Items listed in a dataset:
════════
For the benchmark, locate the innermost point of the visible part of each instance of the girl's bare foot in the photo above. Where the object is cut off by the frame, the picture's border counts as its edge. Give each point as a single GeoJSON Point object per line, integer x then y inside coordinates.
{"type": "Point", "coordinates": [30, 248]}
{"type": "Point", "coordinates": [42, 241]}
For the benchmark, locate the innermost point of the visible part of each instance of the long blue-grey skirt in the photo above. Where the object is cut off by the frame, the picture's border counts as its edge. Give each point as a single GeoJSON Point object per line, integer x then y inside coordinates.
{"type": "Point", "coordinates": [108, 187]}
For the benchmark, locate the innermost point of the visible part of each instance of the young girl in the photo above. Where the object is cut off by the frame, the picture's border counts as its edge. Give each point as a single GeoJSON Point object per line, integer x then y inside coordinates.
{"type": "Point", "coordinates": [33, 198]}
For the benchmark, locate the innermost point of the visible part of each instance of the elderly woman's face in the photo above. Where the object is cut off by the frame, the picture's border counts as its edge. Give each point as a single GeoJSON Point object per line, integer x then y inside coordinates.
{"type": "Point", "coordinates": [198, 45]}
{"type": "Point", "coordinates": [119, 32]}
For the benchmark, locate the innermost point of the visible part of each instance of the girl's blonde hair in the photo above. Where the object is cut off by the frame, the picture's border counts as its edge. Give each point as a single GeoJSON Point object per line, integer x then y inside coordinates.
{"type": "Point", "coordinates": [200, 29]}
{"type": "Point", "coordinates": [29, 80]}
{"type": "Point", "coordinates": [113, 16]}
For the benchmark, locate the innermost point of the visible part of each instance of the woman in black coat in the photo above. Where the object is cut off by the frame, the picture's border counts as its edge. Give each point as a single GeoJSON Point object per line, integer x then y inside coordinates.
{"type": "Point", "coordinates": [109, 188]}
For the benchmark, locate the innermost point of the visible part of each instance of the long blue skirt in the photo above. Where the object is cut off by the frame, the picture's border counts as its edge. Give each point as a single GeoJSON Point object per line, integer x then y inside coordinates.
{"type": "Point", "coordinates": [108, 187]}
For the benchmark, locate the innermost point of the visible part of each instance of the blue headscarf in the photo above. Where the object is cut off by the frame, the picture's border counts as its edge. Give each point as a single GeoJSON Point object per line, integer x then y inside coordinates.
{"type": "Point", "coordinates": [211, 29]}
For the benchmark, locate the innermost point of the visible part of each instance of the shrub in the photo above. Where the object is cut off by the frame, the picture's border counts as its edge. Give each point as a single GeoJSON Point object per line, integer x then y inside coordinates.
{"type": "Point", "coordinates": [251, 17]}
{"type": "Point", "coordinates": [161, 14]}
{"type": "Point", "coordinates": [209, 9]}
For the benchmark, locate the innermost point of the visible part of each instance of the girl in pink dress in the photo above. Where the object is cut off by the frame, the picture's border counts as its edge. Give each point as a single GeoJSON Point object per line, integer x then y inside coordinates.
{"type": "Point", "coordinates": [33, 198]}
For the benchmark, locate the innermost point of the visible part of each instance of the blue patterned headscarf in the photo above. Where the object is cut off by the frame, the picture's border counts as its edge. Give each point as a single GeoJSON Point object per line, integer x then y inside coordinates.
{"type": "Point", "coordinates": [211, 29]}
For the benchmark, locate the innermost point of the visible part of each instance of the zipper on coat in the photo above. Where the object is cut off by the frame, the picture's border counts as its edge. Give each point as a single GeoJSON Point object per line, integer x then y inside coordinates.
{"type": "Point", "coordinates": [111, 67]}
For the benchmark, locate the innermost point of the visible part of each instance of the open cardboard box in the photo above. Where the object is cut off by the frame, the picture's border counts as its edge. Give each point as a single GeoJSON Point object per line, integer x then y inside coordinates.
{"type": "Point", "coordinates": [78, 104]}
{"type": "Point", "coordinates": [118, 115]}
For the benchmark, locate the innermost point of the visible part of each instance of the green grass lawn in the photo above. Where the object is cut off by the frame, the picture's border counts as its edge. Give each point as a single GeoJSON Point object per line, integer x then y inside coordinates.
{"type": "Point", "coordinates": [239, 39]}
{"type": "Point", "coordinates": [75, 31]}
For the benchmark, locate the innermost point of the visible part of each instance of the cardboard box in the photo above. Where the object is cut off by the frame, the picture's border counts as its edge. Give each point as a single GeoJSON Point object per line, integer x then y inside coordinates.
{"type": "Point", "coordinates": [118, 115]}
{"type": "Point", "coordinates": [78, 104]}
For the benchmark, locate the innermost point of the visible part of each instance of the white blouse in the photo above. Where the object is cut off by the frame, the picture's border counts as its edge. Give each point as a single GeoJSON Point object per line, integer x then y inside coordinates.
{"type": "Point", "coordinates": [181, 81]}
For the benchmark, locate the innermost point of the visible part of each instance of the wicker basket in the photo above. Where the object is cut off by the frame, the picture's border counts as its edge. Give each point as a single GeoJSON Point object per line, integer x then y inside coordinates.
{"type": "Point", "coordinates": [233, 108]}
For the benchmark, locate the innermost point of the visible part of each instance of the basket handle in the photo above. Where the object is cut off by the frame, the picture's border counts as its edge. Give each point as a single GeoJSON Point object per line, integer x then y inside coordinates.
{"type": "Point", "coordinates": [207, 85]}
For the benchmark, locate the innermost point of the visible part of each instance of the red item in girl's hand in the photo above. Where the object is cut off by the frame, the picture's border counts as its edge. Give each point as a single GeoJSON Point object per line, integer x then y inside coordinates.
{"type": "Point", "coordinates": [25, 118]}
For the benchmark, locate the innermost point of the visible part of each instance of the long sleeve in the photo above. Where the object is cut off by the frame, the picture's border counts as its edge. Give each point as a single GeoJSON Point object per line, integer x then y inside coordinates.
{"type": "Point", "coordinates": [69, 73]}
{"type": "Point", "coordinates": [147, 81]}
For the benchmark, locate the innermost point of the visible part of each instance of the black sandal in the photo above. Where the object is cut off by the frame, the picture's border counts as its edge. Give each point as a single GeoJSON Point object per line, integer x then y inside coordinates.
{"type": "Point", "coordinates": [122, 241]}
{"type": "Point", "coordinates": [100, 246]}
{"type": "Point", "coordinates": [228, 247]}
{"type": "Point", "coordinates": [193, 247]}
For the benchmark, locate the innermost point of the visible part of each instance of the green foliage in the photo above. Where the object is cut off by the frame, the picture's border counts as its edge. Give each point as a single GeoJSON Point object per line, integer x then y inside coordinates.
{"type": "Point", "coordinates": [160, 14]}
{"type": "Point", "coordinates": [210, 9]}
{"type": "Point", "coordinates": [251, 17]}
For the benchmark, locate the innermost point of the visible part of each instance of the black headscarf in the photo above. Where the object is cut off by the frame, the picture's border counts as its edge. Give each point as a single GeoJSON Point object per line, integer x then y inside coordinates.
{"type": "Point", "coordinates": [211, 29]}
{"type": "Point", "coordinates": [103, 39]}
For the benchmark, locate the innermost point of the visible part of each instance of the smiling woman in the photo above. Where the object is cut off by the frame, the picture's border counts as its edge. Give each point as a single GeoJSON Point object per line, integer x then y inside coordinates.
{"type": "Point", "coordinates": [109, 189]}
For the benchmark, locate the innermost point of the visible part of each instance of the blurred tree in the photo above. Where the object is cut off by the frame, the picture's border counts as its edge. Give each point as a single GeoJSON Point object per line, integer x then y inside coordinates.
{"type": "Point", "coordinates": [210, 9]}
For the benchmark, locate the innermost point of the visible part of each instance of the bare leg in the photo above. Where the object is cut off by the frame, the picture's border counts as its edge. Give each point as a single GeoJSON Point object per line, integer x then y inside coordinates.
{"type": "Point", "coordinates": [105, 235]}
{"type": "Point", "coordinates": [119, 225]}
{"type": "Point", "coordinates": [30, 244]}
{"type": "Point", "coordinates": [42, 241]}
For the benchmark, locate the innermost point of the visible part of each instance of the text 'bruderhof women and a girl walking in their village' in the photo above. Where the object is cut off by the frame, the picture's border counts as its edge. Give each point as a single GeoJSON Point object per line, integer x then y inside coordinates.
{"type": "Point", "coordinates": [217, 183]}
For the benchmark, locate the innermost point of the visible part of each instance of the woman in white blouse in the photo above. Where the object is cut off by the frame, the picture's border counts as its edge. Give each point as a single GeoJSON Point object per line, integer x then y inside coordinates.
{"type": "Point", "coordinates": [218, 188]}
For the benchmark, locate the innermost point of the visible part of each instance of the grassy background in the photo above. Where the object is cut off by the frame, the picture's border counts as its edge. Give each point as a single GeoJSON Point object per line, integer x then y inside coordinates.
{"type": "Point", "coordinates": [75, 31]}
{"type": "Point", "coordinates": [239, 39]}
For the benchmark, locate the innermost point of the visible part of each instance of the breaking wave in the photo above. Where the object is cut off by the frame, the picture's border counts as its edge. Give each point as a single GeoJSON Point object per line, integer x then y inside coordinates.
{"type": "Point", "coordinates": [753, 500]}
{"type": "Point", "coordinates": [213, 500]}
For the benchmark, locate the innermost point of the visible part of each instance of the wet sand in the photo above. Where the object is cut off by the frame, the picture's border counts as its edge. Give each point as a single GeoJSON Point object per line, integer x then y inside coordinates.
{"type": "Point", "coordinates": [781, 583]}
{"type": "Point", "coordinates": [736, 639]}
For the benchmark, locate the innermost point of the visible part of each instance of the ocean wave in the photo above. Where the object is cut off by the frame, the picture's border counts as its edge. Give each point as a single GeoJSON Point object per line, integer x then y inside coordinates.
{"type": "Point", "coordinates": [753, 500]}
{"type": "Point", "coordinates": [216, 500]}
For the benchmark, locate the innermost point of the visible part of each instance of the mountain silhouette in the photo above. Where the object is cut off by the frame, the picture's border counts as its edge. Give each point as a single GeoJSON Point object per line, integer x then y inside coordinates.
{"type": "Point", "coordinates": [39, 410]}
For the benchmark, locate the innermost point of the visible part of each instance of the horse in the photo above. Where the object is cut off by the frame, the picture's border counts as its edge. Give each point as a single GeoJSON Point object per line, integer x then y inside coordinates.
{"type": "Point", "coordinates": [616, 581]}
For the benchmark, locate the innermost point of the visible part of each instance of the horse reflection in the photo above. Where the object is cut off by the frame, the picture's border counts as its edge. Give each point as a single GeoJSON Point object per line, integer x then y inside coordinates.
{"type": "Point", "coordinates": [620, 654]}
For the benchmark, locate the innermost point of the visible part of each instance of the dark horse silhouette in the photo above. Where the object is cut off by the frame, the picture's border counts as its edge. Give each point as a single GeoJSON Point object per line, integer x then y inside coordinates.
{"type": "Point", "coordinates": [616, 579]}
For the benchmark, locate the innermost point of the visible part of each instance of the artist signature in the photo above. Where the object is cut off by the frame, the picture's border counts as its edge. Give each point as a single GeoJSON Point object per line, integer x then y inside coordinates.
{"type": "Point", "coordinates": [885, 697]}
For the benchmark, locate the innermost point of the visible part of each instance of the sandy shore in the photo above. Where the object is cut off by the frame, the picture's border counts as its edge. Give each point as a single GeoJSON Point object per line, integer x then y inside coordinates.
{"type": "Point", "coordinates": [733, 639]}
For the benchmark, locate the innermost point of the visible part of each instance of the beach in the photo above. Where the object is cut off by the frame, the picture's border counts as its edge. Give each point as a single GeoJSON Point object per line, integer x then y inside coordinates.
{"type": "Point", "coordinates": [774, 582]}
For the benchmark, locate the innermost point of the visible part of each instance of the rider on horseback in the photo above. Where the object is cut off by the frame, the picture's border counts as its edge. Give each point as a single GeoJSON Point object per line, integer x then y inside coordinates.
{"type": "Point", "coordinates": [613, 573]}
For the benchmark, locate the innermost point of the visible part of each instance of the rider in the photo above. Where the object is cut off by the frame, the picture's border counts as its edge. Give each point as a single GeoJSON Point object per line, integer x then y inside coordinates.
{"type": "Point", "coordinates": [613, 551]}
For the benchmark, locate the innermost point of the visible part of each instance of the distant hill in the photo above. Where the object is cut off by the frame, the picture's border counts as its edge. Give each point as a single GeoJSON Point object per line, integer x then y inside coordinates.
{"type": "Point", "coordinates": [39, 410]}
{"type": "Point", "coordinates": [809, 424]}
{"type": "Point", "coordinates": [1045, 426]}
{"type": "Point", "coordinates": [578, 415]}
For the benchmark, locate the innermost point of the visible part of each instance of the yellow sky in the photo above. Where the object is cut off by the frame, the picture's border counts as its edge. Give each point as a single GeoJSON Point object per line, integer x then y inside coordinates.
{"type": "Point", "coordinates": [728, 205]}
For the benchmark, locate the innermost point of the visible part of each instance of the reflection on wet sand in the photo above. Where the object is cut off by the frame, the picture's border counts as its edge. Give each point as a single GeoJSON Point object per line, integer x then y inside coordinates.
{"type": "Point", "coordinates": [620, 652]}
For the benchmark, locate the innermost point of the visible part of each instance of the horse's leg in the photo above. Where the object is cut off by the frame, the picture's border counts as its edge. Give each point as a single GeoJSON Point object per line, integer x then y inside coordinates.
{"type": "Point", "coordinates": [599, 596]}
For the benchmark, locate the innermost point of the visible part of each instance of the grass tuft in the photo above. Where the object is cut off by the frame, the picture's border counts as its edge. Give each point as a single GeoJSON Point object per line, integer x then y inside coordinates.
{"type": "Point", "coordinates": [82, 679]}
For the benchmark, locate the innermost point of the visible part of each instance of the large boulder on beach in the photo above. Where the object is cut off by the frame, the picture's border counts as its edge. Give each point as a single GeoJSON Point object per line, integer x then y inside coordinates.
════════
**STATED PROBLEM:** Exactly reproduce the lines that run from the line with "of the reflection" through the last line of the records, inclusive.

**COMPLETE ANSWER:**
For the benchmark, locate the innermost point of the visible part of each instance of the reflection on wet sand in the photo above. Where the object is cut off by the frame, the picture's border counts as its edge. Give each point as a single GeoJSON Point object per line, integer x then y inside coordinates.
{"type": "Point", "coordinates": [620, 652]}
For the benchmark, locate the innermost point of the visible part of each instance of the horse's leg in the photo above. Where the object is cut off by the frame, the picture's border counts as its edge. Give each point as a single GeoJSON Point object per line, integer x then y inside coordinates.
{"type": "Point", "coordinates": [599, 596]}
For the benchmark, locate the innermost point of the visible part of each instance of the grass tuft in the photo above. Where the object is cut off by the frame, the picture's border counts as its edge. Give each point as a single GeoJSON Point object per line, integer x then y inside coordinates.
{"type": "Point", "coordinates": [82, 679]}
For the benchmark, locate the innermost point of the visible part of each instance of the large boulder on beach in the photo above. Where the object is cut off by the frame, the picture's border counts as its edge. Give each point as a single GeoJSON Point object per line, integer x then y inside coordinates.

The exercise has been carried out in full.